SOURCE
Did the Leinsters Flee At Chunuk Bair?
By Professor Jeff Kildea
Cover: Busy scene on beach at Gallipoli 1915. (The Illustrated History of the Great War)
In August 1915, the Allies attempted to break the stalemate at Gallipoli by a daring attack on the Sari Bair range above Anzac Cove, including the high point of Chunuk Bair. The attempt failed; and a few months later the Allies, admitting defeat, evacuated the peninsula. The action at Chunuk Bair mostly involved troops from New Zealand. But among the attacking forces were Irish battalions of the 10th (Irish) Division, including the 6th Battalion The Prince of Wales’s Leinster Regiment (Royal Canadians). New Zealand historian Christopher Pugsley, who described the battle in ‘Gallipoli: The New Zealand Story’ (Auckland 1984; 5th edition 2014), refers briefly to the Leinsters, claiming that at a critical time they fled in the face of a Turkish counterattack. But contemporary accounts tell a different story. In this centenary year of the Gallipoli campaign the record should be set straight.

GIVEN TASK A
Reproduce the Chunuk Bair article starting at "In August 1915, the" and ending at "be set straight.", substituting "Entente powers" for "Allies" throughout that span.
The records that follow this article bear no relation to the events at Chunuk Bair that it discusses.

TASK INPUT
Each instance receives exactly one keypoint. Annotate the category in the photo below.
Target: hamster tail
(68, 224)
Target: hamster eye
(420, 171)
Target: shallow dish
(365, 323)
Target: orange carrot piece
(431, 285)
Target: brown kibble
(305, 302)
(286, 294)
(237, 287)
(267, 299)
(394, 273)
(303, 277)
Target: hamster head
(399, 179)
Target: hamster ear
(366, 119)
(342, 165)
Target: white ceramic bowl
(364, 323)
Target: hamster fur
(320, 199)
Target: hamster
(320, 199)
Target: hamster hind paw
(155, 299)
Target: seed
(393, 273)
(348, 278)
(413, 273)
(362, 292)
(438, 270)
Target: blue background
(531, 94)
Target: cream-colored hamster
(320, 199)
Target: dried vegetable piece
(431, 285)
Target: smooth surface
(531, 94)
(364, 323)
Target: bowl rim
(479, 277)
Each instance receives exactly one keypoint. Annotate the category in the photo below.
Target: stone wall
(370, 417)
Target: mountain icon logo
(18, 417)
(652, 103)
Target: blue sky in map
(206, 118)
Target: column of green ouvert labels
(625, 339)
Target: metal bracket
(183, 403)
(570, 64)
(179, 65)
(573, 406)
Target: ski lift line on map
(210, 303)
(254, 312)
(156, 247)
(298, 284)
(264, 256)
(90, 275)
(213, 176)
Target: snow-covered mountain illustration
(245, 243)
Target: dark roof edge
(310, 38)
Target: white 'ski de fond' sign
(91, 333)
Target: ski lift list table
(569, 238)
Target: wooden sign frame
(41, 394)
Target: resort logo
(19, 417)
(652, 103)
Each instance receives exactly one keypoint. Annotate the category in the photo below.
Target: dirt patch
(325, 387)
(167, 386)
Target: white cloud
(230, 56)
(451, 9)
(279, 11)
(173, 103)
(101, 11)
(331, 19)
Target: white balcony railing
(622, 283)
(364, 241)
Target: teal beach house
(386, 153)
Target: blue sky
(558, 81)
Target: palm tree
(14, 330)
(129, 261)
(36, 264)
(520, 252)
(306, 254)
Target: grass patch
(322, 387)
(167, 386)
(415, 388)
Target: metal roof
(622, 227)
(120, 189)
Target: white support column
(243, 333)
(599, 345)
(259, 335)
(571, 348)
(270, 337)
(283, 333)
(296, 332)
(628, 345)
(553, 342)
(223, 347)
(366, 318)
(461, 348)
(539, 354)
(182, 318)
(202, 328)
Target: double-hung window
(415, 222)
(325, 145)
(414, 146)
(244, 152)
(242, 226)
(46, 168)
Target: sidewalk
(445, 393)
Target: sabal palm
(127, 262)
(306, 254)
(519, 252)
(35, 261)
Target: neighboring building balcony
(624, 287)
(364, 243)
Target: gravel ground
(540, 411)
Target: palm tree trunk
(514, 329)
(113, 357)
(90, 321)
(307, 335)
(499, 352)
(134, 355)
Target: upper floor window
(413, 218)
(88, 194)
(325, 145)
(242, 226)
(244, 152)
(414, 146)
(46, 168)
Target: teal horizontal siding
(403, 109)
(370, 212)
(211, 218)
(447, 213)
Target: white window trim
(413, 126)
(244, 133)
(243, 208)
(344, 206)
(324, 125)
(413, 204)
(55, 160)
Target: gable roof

GIVEN TASK B
Return every line of the records that contains the string "mountain", treating case as significant.

COMPLETE RESPONSE A
In August 1915, the Entente powers attempted to break the stalemate at Gallipoli by a daring attack on the Sari Bair range above Anzac Cove, including the high point of Chunuk Bair. The attempt failed; and a few months later the Entente powers, admitting defeat, evacuated the peninsula. The action at Chunuk Bair mostly involved troops from New Zealand. But among the attacking forces were Irish battalions of the 10th (Irish) Division, including the 6th Battalion The Prince of Wales’s Leinster Regiment (Royal Canadians). New Zealand historian Christopher Pugsley, who described the battle in ‘Gallipoli: The New Zealand Story’ (Auckland 1984; 5th edition 2014), refers briefly to the Leinsters, claiming that at a critical time they fled in the face of a Turkish counterattack. But contemporary accounts tell a different story. In this centenary year of the Gallipoli campaign the record should be set straight.

COMPLETE RESPONSE B
Target: mountain icon logo
Target: snow-covered mountain illustration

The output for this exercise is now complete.